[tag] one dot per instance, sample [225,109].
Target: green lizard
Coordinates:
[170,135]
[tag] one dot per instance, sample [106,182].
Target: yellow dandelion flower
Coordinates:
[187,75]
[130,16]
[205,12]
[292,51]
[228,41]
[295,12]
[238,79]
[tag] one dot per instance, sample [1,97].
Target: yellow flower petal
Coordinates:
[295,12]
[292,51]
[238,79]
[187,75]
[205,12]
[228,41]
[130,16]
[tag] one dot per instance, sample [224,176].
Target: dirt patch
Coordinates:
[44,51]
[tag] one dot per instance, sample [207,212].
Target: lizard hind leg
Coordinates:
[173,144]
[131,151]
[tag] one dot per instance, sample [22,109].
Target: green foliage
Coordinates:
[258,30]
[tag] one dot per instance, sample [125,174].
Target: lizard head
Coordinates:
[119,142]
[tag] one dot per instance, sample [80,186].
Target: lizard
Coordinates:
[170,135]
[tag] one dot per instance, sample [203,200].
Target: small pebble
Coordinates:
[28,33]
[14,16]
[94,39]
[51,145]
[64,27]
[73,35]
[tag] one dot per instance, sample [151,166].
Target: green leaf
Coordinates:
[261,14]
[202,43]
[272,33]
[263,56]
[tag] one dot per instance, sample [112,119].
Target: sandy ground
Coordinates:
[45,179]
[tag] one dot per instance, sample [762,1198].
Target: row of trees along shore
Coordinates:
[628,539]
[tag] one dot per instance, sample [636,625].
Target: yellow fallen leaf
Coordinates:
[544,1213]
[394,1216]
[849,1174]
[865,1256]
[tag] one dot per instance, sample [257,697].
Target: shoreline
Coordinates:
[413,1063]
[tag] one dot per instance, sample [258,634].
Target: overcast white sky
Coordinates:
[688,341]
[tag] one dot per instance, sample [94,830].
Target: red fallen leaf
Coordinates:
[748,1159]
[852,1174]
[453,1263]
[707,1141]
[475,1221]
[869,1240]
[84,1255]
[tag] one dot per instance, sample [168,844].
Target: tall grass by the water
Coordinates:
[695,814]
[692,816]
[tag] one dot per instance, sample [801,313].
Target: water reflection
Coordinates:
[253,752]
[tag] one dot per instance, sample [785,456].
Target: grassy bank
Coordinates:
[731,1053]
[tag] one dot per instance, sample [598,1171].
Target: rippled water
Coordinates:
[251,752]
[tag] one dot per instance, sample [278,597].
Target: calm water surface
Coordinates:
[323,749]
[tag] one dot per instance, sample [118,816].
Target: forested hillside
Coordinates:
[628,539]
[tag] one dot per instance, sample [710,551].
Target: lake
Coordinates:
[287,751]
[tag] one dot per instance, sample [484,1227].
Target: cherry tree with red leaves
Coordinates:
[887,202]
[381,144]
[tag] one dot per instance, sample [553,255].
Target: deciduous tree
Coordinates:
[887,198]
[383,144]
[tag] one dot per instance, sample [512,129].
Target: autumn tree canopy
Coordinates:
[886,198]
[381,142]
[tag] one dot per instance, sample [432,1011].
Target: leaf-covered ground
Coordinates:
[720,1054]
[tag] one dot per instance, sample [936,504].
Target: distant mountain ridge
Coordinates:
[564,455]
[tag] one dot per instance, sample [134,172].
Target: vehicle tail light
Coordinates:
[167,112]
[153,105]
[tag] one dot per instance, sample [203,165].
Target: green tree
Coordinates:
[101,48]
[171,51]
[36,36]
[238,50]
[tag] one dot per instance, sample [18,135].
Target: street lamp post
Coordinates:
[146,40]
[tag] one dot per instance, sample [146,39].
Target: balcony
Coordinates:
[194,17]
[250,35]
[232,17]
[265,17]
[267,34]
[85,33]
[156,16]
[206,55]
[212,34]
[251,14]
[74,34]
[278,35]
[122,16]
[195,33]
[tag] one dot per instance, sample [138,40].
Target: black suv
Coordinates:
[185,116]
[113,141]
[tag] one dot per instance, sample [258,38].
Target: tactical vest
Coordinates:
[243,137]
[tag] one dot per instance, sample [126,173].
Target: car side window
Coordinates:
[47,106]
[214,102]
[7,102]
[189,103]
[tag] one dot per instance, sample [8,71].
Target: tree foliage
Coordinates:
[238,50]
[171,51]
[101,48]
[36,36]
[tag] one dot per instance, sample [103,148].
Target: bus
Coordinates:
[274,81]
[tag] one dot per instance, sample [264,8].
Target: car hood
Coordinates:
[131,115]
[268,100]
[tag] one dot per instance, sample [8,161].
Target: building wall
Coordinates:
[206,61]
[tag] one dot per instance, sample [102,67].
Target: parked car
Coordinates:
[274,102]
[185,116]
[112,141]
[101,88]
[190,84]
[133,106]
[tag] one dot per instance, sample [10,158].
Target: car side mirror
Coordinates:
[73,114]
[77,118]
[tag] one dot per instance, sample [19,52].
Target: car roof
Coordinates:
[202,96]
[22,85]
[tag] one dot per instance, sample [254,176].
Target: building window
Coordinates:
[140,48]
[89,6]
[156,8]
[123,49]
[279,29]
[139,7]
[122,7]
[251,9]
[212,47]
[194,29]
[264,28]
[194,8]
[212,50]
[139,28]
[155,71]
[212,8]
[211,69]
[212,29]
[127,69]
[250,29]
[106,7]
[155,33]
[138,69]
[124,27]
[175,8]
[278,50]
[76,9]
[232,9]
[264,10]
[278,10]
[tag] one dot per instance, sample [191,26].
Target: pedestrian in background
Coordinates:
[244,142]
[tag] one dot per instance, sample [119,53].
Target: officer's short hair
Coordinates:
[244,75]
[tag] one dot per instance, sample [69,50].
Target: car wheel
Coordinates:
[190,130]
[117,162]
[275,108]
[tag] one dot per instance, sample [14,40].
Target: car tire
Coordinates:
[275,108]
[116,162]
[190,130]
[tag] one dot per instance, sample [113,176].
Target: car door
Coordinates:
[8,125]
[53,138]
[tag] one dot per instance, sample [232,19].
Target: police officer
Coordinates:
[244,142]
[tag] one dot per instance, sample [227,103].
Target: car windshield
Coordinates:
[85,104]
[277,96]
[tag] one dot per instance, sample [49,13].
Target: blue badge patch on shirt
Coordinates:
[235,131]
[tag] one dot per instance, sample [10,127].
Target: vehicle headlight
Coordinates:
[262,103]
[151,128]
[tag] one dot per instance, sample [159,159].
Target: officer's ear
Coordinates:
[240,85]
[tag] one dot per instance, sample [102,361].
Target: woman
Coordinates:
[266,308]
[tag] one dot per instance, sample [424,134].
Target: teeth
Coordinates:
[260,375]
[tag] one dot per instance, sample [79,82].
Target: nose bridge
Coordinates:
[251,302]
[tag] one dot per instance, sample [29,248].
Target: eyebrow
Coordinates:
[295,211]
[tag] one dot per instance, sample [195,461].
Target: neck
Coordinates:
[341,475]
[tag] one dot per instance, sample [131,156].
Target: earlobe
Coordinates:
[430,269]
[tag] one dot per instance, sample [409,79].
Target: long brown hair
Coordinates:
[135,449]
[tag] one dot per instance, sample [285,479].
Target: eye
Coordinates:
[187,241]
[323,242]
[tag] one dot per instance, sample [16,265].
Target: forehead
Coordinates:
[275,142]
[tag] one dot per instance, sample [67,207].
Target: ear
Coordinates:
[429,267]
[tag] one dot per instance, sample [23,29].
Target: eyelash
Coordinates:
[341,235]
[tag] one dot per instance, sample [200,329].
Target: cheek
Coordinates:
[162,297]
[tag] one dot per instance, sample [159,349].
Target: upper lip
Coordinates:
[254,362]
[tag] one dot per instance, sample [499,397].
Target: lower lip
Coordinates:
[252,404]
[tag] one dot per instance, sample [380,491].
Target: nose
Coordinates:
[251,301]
= = =
[Requirement] Every entry above should be retyped exactly as shown.

[Answer for the task]
[tag] one dot per instance, sample [225,109].
Target: green lizard
Coordinates:
[170,135]
[tag] one dot per instance, sample [106,182].
Target: yellow dandelion flower
Coordinates:
[187,75]
[130,16]
[205,12]
[292,51]
[228,41]
[295,12]
[238,79]
[tag] one dot per instance, sample [1,97].
Target: yellow flower petal
Coordinates:
[295,12]
[292,51]
[238,79]
[187,75]
[205,12]
[228,41]
[130,16]
[tag] one dot per instance, sample [224,176].
Target: dirt patch
Coordinates:
[44,51]
[tag] one dot per instance, sample [207,212].
Target: lizard hind leg
Coordinates:
[173,144]
[131,151]
[tag] one dot per instance, sample [22,109].
Target: green foliage
Coordinates:
[258,30]
[tag] one dot per instance, sample [125,174].
Target: lizard head
Coordinates:
[119,142]
[tag] one dot per instance, sample [80,186].
Target: lizard
Coordinates:
[170,135]
[tag] one dot per instance, sample [203,200].
Target: small pebble
Coordinates:
[28,33]
[14,16]
[94,39]
[51,145]
[64,27]
[73,35]
[tag] one dot per instance, sample [151,166].
Target: green leaf
Coordinates:
[261,14]
[202,43]
[272,33]
[263,56]
[tag] one dot per instance, sample [112,119].
Target: sandy ground
Coordinates:
[45,179]
[tag] one dot per instance, sample [762,1198].
Target: row of trees along shore
Coordinates:
[628,539]
[tag] one dot per instance, sample [636,625].
Target: yellow fallen leaf
Coordinates:
[544,1213]
[394,1216]
[849,1174]
[865,1256]
[tag] one dot per instance, sample [257,697].
Target: shoreline
Coordinates:
[413,1063]
[tag] one dot per instance, sample [258,634].
Target: overcast white sky
Coordinates:
[688,341]
[tag] one dot per instance, sample [94,830].
Target: red fallen leaf
Coordinates:
[748,1159]
[852,1174]
[453,1263]
[707,1141]
[475,1221]
[869,1240]
[84,1255]
[tag] one dot per instance, sample [168,844].
Target: tall grass by the water
Coordinates:
[695,814]
[692,816]
[tag] one dot per instance, sample [801,313].
Target: water reflection
Coordinates:
[253,752]
[tag] one dot per instance, sample [785,456].
Target: grassy bank
Coordinates:
[731,1053]
[tag] one dot per instance, sample [598,1171].
Target: rippled water
Coordinates:
[251,752]
[tag] one dot per instance, sample [278,597].
Target: calm water surface
Coordinates:
[323,749]
[tag] one dot per instance, sample [118,816].
Target: forested hillside
Coordinates:
[628,539]
[tag] one dot per instance, sample [710,551].
Target: lake
Coordinates:
[287,751]
[tag] one dot per instance, sample [484,1227].
Target: cherry tree with red leaves
Coordinates:
[887,202]
[381,144]
[tag] one dot per instance, sample [553,255].
Target: deciduous tree
Coordinates:
[887,198]
[383,144]
[tag] one dot per instance, sample [512,129].
Target: autumn tree canopy
Coordinates:
[886,198]
[381,142]
[tag] one dot per instance, sample [432,1011].
Target: leaf-covered ground
Coordinates:
[720,1054]
[tag] one dot per instance, sample [936,504].
Target: distant mountain ridge
Coordinates:
[564,455]
[tag] one dot per instance, sample [134,172].
Target: vehicle tail light
Coordinates:
[167,112]
[153,105]
[tag] one dot per instance, sample [203,165].
Target: green tree
Coordinates:
[101,48]
[171,51]
[36,36]
[238,50]
[tag] one dot per instance, sample [18,135].
Target: street lamp post
Coordinates:
[146,40]
[tag] one dot per instance, sample [146,39].
Target: balcony
Coordinates:
[194,17]
[250,35]
[232,17]
[265,17]
[267,34]
[85,33]
[156,16]
[206,55]
[212,34]
[251,14]
[74,34]
[278,35]
[122,16]
[195,33]
[tag] one dot per instance, sample [138,40].
Target: black suv
Coordinates:
[185,116]
[113,141]
[tag] one dot per instance, sample [258,38].
Target: tactical vest
Coordinates:
[243,137]
[tag] one dot per instance, sample [126,173].
Target: car side window
Coordinates:
[47,106]
[214,102]
[7,102]
[189,103]
[tag] one dot per instance, sample [8,71].
Target: tree foliage
Coordinates:
[238,50]
[171,51]
[101,48]
[36,36]
[tag] one dot per instance, sample [103,148].
Target: bus
Coordinates:
[274,81]
[tag] one dot per instance, sample [264,8].
Target: car hood
Coordinates:
[131,115]
[268,100]
[tag] one dot per instance, sample [8,161].
Target: building wall
Coordinates:
[206,61]
[tag] one dot per instance, sample [102,67].
Target: parked car
Coordinates:
[274,102]
[185,116]
[112,141]
[101,88]
[190,84]
[133,106]
[tag] one dot per instance, sample [10,158].
Target: car side mirror
Coordinates:
[73,114]
[77,118]
[tag] one dot per instance, sample [19,52].
Target: car roof
Coordinates:
[202,96]
[22,85]
[tag] one dot per instance, sample [254,176].
Target: building window
Coordinates:
[140,48]
[89,6]
[156,8]
[123,49]
[279,29]
[139,7]
[122,7]
[251,9]
[212,47]
[194,29]
[264,28]
[194,8]
[212,50]
[139,28]
[155,71]
[212,8]
[211,69]
[212,29]
[127,69]
[250,29]
[106,7]
[155,33]
[138,69]
[124,27]
[175,8]
[278,50]
[76,9]
[232,9]
[264,10]
[278,10]
[tag] one dot per instance, sample [191,26].
Target: pedestrian in background
Coordinates:
[244,142]
[tag] one dot per instance, sample [119,53].
Target: officer's short hair
Coordinates:
[244,75]
[tag] one dot per instance, sample [69,50].
Target: car wheel
Coordinates:
[190,130]
[117,162]
[275,108]
[tag] one dot per instance, sample [14,40].
Target: car tire
Coordinates:
[275,108]
[116,162]
[190,130]
[tag] one dot per instance, sample [113,176].
Target: car door
Coordinates:
[8,125]
[53,138]
[tag] one dot per instance, sample [232,19].
Target: police officer
Coordinates:
[244,142]
[tag] one dot per instance, sample [227,103].
Target: car windshield
Coordinates:
[85,104]
[277,96]
[tag] one dot per instance, sample [49,13].
Target: blue badge patch on shirt
Coordinates:
[235,131]
[tag] one dot per instance, sample [10,127].
Target: vehicle headlight
Coordinates:
[262,103]
[151,128]
[tag] one dot per instance, sample [159,159].
Target: officer's ear
Coordinates:
[240,85]
[tag] one dot per instance, sample [102,361].
Target: woman
Coordinates:
[266,308]
[tag] one dot per instance, sample [424,134].
Target: teeth
Coordinates:
[260,375]
[tag] one dot per instance, sample [79,82].
Target: nose bridge
Coordinates:
[251,302]
[tag] one dot per instance, sample [29,248].
Target: eyebrow
Coordinates:
[295,211]
[tag] one dot per instance, sample [195,461].
Target: neck
Coordinates:
[341,475]
[tag] one dot per instance, sample [131,156].
Target: earlobe
Coordinates:
[430,269]
[tag] one dot per instance, sample [409,79].
Target: long brown hair
Coordinates:
[135,449]
[tag] one dot per instance, sample [285,479].
Target: eye
Coordinates:
[187,241]
[323,242]
[tag] one dot per instance, sample [16,265].
Target: forehead
Coordinates:
[275,142]
[tag] one dot per instance, sample [67,207].
Target: ear
Coordinates:
[429,267]
[tag] one dot per instance, sample [23,29].
Target: eyelash
Coordinates:
[341,235]
[tag] one dot per instance, sample [200,329].
Target: cheek
Coordinates:
[162,297]
[tag] one dot per instance, sample [159,349].
Target: upper lip
Coordinates:
[254,362]
[tag] one dot per instance, sample [499,397].
Target: lower lip
Coordinates:
[252,404]
[tag] one dot per instance, sample [380,491].
Target: nose
Coordinates:
[251,301]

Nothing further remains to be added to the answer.